- **Consignes**:
1. Répondez aux questions suivantes d'après l'hommage à Georges Rabaroux :
(a) En quelle année est-il entré au comité de rédaction des « Echos » ?
(b) Quel âge avait-il à la mort de son père ?
(c) Dans quelles communes a-t-il distribué le courrier ?
2. Prolongez l'hommage à Georges Rabaroux au-delà de sa dernière phrase, dans le même ton.

- **Source**:

Notre journal est en deuil …
Avec le départ de notre ami poète Georges Rabaroux, ce n’est pas un morceau de l’histoire des « Echos » qui disparaît mais c’est un livre que l’on ferme. Pour beaucoup de Meulanais et d’habitants de notre secteur, il en était « le » représentant ! Pensez donc, il est entré au comité de rédaction en 1964 et depuis cette date, chaque mois, il nous proposait, avec le tact et la délicatesse qu’on lui connaît, une de ses œuvres poétiques ou bien encore, comble de modestie, celle d’un ou d’une de ses collègues rimeurs.
Mais parlons un peu de ce qu’a été sa vie…
Il est né en 1937 dans un petit village de l’Eure-et-Loir, à 7 km de Dreux. Ses parents étaient de modestes cultivateurs et comme tout un chacun à l’époque, il a intégré l’école du village. Il obtient brillamment son certificat d’études primaires et de plus, premier du canton s’il vous plaît ! Il a ensuite aidé ses parents aux travaux de la ferme mais à la mort de son papa, il avait alors 18 ans, il décide d’entrer à ce qui s’appelait à l’époque les PTT. Il faut bien dire qu’il n’avait guère de goût pour les métiers de la terre. A 20 ans, appelé sous les drapeaux, il doit ensuite traverser la dure épreuve de la guerre d’Algérie, une période difficile partagée par beaucoup de jeunes gens à cette époque. C’est quand il en est revenu, en 1960, qu’il a été nommé « préposé aux postes » dans notre secteur. Jusqu’à sa retraite, il arpentera les rues d’Hardricourt, de Mézy et de Meulan, distribuant plis, lettres et colis dans le centre ville où il était bien connu de tous… Quand on lui demandait s’il avait de bons rapports avec ses clients, il répondait malicieusement « attendu que personne ne vient déposer de réclamations au bureau de poste, je pense que oui… ».

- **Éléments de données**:
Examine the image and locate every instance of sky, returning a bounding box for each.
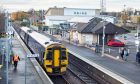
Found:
[0,0,140,12]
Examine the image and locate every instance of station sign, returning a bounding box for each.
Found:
[27,54,39,58]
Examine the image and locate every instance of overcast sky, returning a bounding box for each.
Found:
[0,0,140,11]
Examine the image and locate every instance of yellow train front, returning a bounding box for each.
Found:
[43,44,68,75]
[16,27,68,75]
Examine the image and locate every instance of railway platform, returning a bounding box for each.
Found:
[62,41,140,84]
[0,27,52,84]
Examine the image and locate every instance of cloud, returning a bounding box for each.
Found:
[0,0,140,11]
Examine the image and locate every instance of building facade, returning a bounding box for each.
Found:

- **Réponses rédigées**:
1.
(a) En 1964.
(b) Il avait 18 ans.
(c) À Hardricourt, à Mézy et à Meulan.

2.
Quand on discutait avec lui, il nous confiait « j’ai toujours eu une grande attirance pour la poésie. J’ai commencé sur les bancs de l’école à 11 ou 12 ans… le premier poème figurant sur mes cahiers date d’avril 1950, j’avais 13 ans… ». En échangeant avec ses proches, nous avons même appris qu’il avait écrit ses premières rimes bien plus tôt et il est amusant de retrouver un petit carnet rempli alors qu’il n’avait pas 11 ans. Par la suite, il n’a cessé d’écrire des poésies, au milieu des champs, au service militaire et bien sûr, à Meulan où il a rempli quelques cahiers que nous gardons précieusement.
Revenons à notre journal ; comme je vous le disais il y est entré en 1964, voilà donc près de soixante ans, peut-on imaginer plus grande fidélité ? Il a eu l’honneur du premier « En parlant avec… », une des rubriques phares des Echos, en février 1965. C’est lui qui a eu très tôt l’idée de ce « coin du poète » que vous retrouvez chaque mois.
Mais, il ne faisait pas qu’écrire ses poèmes ; au comité de rédaction, il était notre « Internet » vivant. Avec lui, pas besoin d’aller consulter le dictionnaire pour vérifier l’orthographe d’un nom, la date d’une période de l’histoire ou la capitale de tel pays : il suffisait de se tourner vers Georges ; il avait la réponse, chapeau la culture !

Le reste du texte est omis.